Content starts

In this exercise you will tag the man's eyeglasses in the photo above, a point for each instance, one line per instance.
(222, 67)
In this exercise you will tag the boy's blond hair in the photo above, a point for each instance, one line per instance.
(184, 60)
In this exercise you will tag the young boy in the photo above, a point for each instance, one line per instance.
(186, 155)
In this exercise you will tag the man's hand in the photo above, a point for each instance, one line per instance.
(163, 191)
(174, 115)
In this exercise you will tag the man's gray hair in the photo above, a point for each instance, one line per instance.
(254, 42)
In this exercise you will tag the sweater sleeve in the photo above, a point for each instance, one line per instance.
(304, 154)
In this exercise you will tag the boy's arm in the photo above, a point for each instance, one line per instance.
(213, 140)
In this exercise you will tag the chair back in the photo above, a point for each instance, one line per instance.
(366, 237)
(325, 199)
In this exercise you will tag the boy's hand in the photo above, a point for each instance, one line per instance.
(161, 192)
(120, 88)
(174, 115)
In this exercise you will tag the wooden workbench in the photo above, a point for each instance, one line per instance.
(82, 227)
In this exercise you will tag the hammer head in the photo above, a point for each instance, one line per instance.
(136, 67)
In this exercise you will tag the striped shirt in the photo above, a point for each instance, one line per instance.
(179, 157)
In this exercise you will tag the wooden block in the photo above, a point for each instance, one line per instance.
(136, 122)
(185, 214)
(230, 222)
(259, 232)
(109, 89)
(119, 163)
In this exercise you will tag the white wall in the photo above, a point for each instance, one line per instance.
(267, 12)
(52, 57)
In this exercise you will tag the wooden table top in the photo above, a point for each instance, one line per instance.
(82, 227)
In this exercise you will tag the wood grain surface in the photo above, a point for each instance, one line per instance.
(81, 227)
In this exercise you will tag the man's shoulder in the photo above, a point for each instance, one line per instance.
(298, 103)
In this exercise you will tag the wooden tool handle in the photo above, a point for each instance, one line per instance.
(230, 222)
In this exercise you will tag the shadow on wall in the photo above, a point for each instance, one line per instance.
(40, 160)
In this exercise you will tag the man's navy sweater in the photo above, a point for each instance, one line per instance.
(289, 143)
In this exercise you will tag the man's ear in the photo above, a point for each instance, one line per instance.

Content ends

## Required action
Repeat the lines above exactly.

## Task solution
In this exercise you will tag the man's eyeglasses in the photo above, a point for each instance, one line per instance.
(222, 67)
In this exercise you will tag the boy's blond hair in the photo above, a point for each instance, one line per instance.
(184, 60)
In this exercise you will tag the young boy in the photo above, a point for each instance, one line per instance.
(186, 155)
In this exercise you will tag the man's hand in the photo above, a point for each instance, one line per instance.
(163, 191)
(174, 115)
In this exercise you will tag the man's gray hair in the photo above, a point for each instance, one line per instance.
(254, 42)
In this exercise you will tag the sweater sleeve in the photo above, a point for each instance, one line per instance.
(304, 154)
In this exercise you will tag the boy's arm in the photo above, a point for each instance, one line per instance.
(213, 140)
In this exercise you will tag the chair back in the photo above, a point for each instance, one line per instance.
(366, 237)
(325, 199)
In this exercise you will tag the boy's hand in the photo above, a point for each instance, one line per instance.
(161, 192)
(120, 88)
(174, 115)
In this exercise you will tag the wooden workbench in the photo above, a point for each instance, one line per instance.
(82, 227)
In this exercise you will tag the hammer head in the photo above, a point for each instance, one line per instance.
(136, 67)
In this exercise you will tag the striped shirt in the photo above, a point for each instance, one line per instance.
(179, 157)
In this exercise you will tag the wooden block in the photo above, a point for each instance, one line per instance.
(136, 122)
(185, 214)
(230, 222)
(259, 232)
(109, 89)
(119, 163)
In this exercise you will tag the white wall in the photo above, a point for each instance, one line per instance.
(267, 12)
(52, 57)
In this exercise you will tag the wooden table top in the photo above, a point for each instance, one line per instance.
(82, 227)
In this exercise you will tag the wood grain surface in the photo above, a point for each instance, one line per instance.
(81, 227)
In this exercise you will tag the man's shoulder in the photo above, a point for each instance, one line per instance.
(298, 103)
In this exercise you will tag the wooden tool handle in the photo above, a point for each instance, one line per instance.
(230, 222)
In this exercise you will tag the shadow on wall in the photo above, a point for each instance, one line per instance.
(40, 160)
In this exercise you will tag the man's navy sweater in the photo above, a point for each instance, one line per instance.
(289, 143)
In this exercise you will tag the man's ear in the photo above, a point for each instance, one line per instance.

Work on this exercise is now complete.